Exercise requirements
Count the lines in the records below that contain the word "weathered", and give only that number.

(Data extracted from a collection)

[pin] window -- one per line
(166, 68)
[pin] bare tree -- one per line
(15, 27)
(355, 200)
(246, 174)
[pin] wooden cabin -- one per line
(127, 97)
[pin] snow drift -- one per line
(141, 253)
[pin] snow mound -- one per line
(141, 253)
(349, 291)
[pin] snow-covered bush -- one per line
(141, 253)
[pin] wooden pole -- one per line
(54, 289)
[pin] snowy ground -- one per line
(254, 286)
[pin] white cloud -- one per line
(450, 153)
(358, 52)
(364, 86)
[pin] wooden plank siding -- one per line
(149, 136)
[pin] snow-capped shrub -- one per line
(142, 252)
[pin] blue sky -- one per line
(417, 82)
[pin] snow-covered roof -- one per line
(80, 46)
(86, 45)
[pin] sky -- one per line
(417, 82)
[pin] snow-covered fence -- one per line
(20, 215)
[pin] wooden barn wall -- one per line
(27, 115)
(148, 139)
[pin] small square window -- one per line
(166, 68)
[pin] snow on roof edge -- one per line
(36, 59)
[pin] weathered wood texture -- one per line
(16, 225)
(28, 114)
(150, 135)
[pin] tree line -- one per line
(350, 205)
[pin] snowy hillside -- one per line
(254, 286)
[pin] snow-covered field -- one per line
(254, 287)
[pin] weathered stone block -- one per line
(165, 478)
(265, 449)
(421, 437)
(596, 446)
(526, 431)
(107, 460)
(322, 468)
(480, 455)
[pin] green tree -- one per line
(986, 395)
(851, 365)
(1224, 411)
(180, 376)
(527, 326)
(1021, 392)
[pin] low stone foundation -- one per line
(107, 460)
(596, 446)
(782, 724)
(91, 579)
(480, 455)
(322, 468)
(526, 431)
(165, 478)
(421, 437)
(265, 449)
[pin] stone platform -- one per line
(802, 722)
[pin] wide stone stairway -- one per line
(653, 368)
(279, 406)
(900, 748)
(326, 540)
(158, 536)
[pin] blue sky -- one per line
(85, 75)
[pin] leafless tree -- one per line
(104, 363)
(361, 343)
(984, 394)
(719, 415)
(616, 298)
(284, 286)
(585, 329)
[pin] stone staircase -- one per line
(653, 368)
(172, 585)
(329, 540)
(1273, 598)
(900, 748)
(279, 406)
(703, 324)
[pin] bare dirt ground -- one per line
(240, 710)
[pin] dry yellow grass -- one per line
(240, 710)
---
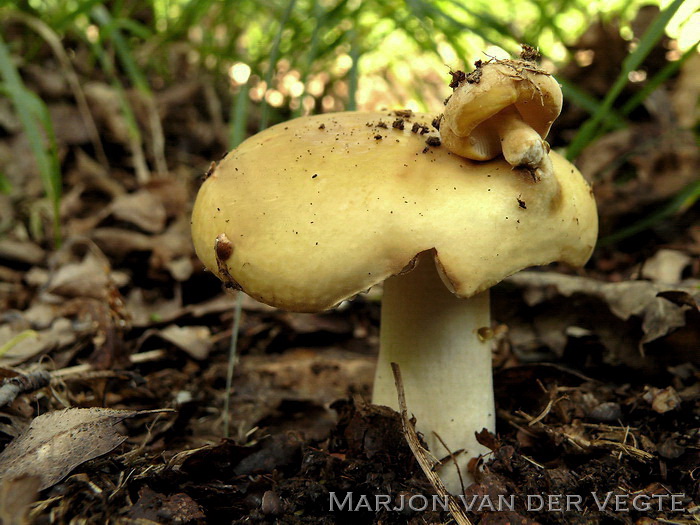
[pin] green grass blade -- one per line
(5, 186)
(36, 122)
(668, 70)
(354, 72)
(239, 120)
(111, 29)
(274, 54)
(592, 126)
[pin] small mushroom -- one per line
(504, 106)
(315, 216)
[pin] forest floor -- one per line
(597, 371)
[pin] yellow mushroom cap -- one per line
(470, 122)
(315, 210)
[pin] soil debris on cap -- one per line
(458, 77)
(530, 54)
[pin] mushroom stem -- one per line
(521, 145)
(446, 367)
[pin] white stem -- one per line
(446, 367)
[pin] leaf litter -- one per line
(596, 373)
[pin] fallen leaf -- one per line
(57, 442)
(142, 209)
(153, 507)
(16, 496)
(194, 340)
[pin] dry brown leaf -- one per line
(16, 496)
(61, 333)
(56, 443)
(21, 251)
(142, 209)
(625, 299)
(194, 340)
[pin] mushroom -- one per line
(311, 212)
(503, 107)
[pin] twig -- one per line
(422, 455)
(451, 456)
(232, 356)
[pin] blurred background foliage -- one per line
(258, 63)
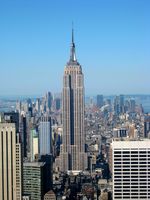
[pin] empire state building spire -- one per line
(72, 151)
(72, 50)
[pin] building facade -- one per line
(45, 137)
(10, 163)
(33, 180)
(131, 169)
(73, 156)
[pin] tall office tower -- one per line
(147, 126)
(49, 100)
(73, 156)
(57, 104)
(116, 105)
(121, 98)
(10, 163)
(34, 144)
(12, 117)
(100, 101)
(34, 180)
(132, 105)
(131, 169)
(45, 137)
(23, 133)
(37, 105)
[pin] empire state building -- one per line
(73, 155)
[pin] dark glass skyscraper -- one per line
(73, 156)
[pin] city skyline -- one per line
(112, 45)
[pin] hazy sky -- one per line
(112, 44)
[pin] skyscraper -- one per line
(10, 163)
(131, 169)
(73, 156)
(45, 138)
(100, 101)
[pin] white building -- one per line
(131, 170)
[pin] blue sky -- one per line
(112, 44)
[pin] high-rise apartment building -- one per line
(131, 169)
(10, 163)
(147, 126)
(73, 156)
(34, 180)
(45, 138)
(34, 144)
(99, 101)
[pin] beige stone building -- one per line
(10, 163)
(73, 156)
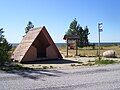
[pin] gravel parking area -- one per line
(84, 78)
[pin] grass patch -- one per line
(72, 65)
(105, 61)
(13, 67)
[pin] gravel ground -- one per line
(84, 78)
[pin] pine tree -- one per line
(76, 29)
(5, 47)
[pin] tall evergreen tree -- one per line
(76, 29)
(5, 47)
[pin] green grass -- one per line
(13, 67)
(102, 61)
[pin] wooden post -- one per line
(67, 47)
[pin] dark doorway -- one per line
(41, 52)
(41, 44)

Right answer
2